### THE REQUEST
Collect every row below that contains the string "striped", copying each one in full. Case counts when matching.

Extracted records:
———

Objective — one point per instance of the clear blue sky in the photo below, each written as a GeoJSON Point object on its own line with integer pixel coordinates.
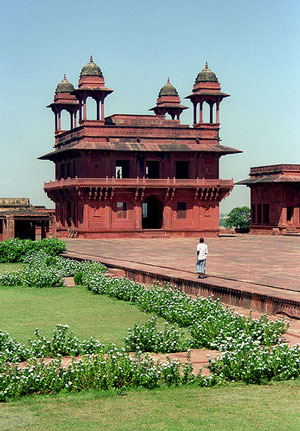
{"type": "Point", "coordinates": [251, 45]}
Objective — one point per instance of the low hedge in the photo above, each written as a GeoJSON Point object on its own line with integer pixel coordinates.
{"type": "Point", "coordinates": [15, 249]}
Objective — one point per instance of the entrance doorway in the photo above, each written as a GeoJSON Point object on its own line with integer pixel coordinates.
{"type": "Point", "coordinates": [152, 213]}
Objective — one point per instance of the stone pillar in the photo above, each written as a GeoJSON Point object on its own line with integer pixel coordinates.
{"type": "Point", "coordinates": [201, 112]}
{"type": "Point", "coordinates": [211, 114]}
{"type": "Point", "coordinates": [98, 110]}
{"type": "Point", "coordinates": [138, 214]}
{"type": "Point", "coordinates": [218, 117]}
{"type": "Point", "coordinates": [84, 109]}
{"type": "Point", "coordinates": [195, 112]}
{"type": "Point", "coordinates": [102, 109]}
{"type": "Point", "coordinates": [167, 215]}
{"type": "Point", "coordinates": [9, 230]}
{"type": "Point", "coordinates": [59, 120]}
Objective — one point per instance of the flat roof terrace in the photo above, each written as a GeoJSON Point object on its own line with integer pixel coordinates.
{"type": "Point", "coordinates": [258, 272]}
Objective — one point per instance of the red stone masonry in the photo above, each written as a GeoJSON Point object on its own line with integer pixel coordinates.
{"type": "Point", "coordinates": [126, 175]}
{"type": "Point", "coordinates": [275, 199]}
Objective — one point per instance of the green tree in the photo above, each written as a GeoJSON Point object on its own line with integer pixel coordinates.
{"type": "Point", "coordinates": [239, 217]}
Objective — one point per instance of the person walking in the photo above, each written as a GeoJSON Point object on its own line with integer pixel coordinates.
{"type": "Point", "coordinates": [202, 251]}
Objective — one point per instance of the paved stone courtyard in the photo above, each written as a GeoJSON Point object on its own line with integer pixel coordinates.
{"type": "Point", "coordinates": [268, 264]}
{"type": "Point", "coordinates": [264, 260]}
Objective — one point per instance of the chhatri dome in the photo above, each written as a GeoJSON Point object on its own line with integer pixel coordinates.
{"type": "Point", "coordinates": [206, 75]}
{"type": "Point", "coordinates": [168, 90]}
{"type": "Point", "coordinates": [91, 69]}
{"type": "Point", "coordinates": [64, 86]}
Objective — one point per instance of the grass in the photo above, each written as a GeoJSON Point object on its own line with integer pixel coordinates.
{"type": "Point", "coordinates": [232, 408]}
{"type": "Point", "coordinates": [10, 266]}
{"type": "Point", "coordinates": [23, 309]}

———

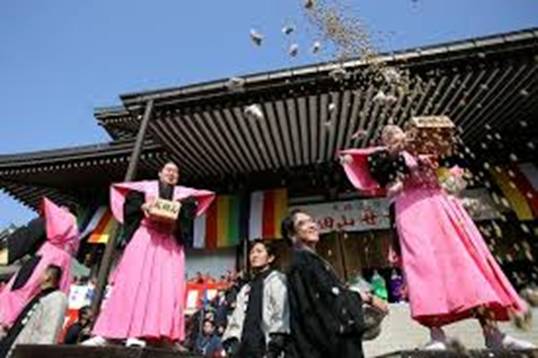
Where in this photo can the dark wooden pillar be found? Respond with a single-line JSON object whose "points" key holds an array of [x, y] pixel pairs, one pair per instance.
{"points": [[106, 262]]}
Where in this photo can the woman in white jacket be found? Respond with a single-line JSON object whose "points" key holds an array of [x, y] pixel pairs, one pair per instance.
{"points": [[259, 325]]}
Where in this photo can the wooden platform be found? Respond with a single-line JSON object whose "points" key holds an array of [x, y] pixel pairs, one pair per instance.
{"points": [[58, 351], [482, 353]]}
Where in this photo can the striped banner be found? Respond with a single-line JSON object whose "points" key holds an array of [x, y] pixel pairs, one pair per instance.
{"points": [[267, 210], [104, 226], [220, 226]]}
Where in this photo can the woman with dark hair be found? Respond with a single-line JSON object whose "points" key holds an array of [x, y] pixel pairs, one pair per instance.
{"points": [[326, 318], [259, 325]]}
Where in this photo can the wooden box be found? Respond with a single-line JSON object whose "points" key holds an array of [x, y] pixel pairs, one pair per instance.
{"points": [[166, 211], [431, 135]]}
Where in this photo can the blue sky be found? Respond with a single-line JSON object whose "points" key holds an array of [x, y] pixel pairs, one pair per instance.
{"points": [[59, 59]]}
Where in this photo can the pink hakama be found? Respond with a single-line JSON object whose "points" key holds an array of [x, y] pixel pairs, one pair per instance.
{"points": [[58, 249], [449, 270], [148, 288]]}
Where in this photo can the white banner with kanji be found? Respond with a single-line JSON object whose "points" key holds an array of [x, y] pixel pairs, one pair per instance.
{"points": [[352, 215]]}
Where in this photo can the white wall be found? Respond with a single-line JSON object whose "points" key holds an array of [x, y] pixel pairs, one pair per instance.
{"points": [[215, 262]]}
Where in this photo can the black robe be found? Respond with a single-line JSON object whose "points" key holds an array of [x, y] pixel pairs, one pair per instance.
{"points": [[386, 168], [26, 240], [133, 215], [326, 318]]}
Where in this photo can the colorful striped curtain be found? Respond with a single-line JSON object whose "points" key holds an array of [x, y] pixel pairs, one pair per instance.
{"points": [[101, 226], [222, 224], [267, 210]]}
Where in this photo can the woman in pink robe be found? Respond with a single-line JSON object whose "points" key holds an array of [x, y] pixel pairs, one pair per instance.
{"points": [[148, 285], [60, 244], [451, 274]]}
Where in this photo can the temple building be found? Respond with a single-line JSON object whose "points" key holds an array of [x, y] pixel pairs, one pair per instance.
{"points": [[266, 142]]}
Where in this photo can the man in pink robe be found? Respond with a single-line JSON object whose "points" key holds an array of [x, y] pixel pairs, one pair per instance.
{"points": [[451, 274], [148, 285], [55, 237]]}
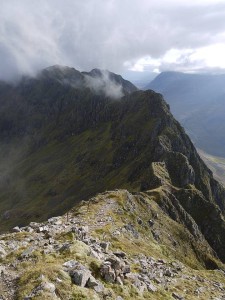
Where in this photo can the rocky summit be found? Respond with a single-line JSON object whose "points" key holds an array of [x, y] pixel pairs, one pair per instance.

———

### ANSWER TO THIS PROBLEM
Where in this photo can the striped banner be found? Respond with a single-line JSON object whose "points" key holds an array of [x, y] pixel pairs, one pair per instance.
Where in this photo can the colorful striped curtain be found? Respond with a single-line JSON object whose "points" key holds an array of [x, y] pixel pairs, one pair per instance.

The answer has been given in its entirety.